▸ **Source passage**
Sunday, January 4, 2015

#40: My Struggle, Book 2, by Karl Ove Knausgaard

Book 1 of My Struggle gave us two extended episodes from relatively early in Karl Ove Knausgaard’s life. Book 2 skips backward and forward in time and deals with the more recent past. Knausgaard is keeping us a bit off guard—we aren’t always quite sure where we are in the stack of nested memories. The fact that the chronological distance between the telling and the tale has decreased can also be a bit disorienting, because whatever distance there is is not enough to confer a proper sense of retrospective—this cannot be an older wiser man writing about his younger self. If the author is in fact any wiser it’s because he is writing and contemplating rather than acting. Who isn’t a bit wiser when they aren’t actually functioning in a social situation?

There’s a kind of convivial hum to Knausgaard’s writing that I enjoy very much. His books are good company, largely because he’s writing about everyday life. He’s talking about the kinds of thing we talk about with our friends. I wonder if the real Karl Ove Knausgaard is such good company? I would suspect not; I would also suspect that Karl Ove is of the same opinion.

Knausgaard is actually a seething, uncomfortable, impatient man (according to Knausgaard the author at any rate), and when he is in a social setting he is always wishing he could be home writing. He has a confidence and clarity as a writer that he lacks as a man. His bold experiment is to escape from his life only to return to it on the page. He goes out through the front door only to stand in the bushes and look in through the window. He escapes from his life in order to write about nothing else, with the paradoxical intention of making it as real and immediate as possible.

▸ **Exercise goal**
In the book review, revise the part that opens with the words containing "Sunday, January 4, 2015" and closes with "a social situation?", putting "Volume 2" wherever "Book 2" appears. The extracted records play no part in this work.

[Extracted records]
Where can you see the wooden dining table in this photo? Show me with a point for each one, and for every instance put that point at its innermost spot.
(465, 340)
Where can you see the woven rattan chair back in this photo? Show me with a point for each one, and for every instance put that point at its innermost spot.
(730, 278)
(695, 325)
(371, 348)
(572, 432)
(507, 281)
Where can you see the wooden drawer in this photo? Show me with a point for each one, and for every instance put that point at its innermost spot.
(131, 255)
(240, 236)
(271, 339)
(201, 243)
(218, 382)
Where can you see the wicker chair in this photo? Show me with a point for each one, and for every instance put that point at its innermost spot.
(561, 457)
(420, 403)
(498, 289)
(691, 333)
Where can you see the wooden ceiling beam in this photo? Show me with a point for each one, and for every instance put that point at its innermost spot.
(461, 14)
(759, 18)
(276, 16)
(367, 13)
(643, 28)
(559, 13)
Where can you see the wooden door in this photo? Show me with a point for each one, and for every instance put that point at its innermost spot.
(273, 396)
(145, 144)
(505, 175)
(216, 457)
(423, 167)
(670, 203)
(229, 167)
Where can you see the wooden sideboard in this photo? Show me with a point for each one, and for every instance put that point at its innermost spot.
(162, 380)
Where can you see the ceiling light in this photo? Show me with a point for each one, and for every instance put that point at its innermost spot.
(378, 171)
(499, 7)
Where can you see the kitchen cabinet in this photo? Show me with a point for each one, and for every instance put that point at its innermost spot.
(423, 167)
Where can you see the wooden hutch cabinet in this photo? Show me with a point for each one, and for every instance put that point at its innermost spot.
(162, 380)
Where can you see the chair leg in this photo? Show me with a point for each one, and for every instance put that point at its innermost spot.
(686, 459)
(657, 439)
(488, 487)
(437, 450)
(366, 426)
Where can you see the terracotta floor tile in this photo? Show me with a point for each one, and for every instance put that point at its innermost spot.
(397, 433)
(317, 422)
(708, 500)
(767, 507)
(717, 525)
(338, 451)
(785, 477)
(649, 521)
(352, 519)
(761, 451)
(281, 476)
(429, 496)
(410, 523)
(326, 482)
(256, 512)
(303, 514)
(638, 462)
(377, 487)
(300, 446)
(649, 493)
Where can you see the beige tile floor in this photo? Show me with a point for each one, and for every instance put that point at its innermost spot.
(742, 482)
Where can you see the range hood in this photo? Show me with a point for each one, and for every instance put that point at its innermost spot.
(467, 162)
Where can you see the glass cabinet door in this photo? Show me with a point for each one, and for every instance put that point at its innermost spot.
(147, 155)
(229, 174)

▸ **Task output**
Sunday, January 4, 2015

#40: My Struggle, Volume 2, by Karl Ove Knausgaard

Book 1 of My Struggle gave us two extended episodes from relatively early in Karl Ove Knausgaard’s life. Volume 2 skips backward and forward in time and deals with the more recent past. Knausgaard is keeping us a bit off guard—we aren’t always quite sure where we are in the stack of nested memories. The fact that the chronological distance between the telling and the tale has decreased can also be a bit disorienting, because whatever distance there is is not enough to confer a proper sense of retrospective—this cannot be an older wiser man writing about his younger self. If the author is in fact any wiser it’s because he is writing and contemplating rather than acting. Who isn’t a bit wiser when they aren’t actually functioning in a social situation?